> **Exercise a**
From the forum post, list the conditions and the one exception that it attaches to the point that charging $50 per hour for someone bid at $30 per hour is not prohibited.

Jump to content
The Wifcon Forums and Blogs

Recommended Posts

On 10/10/2022 at 10:16 PM, here_2_help said:

Good luck. Even if I'm wrong about you and your role, good luck.

Thanks Help.

So, against my better judgement, I am going to suggest there is  more meat left on this thread. Mainly looking to draw on experiences from other posters in this similar situation. So, without putting words in anyone's mouth, we have established that, absent an advance agreement, or specific language that the government inserted into a contract (preaward) that addresses the issue, and assuming it does not result in an increase to the overall cost of the contract, nothing in a customary negotiated cost reimbursement contract prohibits charging $50 per hour for someone that was bid in your proposal, initially, at $30 per hour. Except -- reasonableness. Which, for the non-layperson is a principle not to be trifled with.

> **Source material**
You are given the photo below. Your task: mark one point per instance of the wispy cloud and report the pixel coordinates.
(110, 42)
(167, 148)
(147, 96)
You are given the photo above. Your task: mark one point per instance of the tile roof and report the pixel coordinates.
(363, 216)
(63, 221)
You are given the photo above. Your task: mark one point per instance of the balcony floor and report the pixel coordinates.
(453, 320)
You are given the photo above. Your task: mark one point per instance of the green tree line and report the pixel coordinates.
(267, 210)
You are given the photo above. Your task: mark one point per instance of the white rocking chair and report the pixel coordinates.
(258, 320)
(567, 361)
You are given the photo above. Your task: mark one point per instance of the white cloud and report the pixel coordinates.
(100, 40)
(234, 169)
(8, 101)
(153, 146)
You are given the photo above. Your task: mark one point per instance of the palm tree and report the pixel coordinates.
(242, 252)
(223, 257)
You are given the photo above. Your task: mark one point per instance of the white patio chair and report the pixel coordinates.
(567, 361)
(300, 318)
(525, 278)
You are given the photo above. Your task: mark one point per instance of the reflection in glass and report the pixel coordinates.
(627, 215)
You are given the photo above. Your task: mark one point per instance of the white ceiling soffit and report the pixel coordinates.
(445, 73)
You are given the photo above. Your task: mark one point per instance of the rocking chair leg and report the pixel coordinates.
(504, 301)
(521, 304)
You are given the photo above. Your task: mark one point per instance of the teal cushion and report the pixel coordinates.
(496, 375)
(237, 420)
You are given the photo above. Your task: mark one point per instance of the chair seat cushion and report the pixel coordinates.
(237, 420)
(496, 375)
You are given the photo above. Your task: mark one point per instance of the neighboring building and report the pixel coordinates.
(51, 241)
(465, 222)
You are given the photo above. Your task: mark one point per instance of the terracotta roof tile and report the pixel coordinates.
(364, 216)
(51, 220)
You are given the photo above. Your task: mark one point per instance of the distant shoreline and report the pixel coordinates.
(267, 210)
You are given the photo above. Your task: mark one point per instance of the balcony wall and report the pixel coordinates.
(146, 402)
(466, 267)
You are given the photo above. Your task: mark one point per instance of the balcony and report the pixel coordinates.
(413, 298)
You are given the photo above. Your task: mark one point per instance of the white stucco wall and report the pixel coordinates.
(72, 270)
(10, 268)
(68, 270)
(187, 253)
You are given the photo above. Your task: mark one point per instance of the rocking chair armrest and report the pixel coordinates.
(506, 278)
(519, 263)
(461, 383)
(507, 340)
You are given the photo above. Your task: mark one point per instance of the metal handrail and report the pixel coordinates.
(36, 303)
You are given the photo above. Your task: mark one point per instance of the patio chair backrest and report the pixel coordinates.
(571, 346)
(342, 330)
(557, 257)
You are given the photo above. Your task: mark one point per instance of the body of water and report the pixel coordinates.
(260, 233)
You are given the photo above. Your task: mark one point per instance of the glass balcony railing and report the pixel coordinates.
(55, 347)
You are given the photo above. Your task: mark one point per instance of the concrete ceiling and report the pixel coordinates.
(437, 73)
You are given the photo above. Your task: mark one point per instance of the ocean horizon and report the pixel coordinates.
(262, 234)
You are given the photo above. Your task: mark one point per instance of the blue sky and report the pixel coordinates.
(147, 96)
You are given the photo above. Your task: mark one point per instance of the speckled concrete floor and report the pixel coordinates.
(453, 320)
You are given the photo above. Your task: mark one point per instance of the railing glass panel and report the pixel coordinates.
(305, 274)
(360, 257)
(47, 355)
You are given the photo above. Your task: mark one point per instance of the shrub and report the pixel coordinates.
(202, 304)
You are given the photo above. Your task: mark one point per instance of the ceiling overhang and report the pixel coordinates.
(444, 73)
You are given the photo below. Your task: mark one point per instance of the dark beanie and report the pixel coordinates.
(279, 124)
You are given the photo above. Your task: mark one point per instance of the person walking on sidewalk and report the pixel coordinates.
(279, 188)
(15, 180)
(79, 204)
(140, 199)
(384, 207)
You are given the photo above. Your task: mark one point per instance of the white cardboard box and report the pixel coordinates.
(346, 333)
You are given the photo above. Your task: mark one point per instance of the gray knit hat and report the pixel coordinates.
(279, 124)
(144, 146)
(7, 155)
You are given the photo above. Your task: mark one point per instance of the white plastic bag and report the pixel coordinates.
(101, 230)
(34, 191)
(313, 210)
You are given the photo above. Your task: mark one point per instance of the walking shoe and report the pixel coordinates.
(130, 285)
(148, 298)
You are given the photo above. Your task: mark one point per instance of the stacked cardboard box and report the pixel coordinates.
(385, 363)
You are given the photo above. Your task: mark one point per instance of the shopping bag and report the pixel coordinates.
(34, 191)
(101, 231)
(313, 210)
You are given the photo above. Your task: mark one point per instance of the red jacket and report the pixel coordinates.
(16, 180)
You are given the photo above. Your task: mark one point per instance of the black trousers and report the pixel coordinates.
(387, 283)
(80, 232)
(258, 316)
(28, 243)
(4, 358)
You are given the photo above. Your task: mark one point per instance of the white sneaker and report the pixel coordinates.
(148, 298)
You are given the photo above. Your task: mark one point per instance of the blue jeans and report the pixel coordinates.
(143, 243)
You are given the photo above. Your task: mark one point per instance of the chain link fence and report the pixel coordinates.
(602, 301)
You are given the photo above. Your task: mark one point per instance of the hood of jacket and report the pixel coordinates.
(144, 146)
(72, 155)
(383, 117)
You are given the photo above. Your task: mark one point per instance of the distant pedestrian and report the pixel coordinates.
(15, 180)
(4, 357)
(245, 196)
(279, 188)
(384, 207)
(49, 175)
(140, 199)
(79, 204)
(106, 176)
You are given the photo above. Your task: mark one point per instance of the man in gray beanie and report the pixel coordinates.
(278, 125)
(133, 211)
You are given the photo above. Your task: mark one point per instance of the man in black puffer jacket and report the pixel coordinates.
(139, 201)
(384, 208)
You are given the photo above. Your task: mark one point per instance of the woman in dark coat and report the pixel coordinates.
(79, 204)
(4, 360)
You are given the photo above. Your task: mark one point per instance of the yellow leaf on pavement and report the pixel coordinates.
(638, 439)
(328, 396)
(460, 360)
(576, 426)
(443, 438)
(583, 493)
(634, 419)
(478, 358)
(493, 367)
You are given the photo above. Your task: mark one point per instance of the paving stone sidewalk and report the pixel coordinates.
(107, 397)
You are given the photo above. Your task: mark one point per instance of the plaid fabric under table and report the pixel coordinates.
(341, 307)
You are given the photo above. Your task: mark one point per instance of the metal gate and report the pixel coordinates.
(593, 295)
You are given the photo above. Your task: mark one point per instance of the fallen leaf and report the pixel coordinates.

> **Exercise b**
Take the part of the entries that opens with the line containing "gray beanie and report the pixel coordinates." and closes with the end of the entries. Write it out again with each "pixel coordinates" changed to "x and y coordinates", leaving everything else unchanged.

> **Task output a**
- There is no advance agreement.
- The government did not insert specific language into the contract (preaward) that addresses the issue.
- The charge does not result in an increase to the overall cost of the contract.
- The exception is reasonableness.

> **Task output b**
You are given the photo above. Your task: mark one point per instance of the man in gray beanie and report the x and y coordinates.
(278, 125)
(133, 211)
You are given the photo above. Your task: mark one point per instance of the man in black puffer jacket and report the x and y coordinates.
(139, 201)
(384, 208)
You are given the photo above. Your task: mark one point per instance of the woman in dark coat and report the x and y coordinates.
(79, 204)
(4, 360)
You are given the photo above. Your task: mark one point per instance of the yellow leaf on pavement and report the x and y coordinates.
(638, 439)
(328, 396)
(460, 360)
(576, 426)
(443, 438)
(583, 493)
(634, 419)
(478, 358)
(493, 367)
You are given the photo above. Your task: mark one point per instance of the paving stone sidewalk and report the x and y coordinates.
(107, 397)
You are given the photo above. Your task: mark one point per instance of the plaid fabric under table and report the x and y coordinates.
(341, 307)
You are given the photo above. Your task: mark one point per instance of the metal gate and report the x and y coordinates.
(593, 295)
You are given the photo above. Your task: mark one point per instance of the fallen leaf and report the x and y coordinates.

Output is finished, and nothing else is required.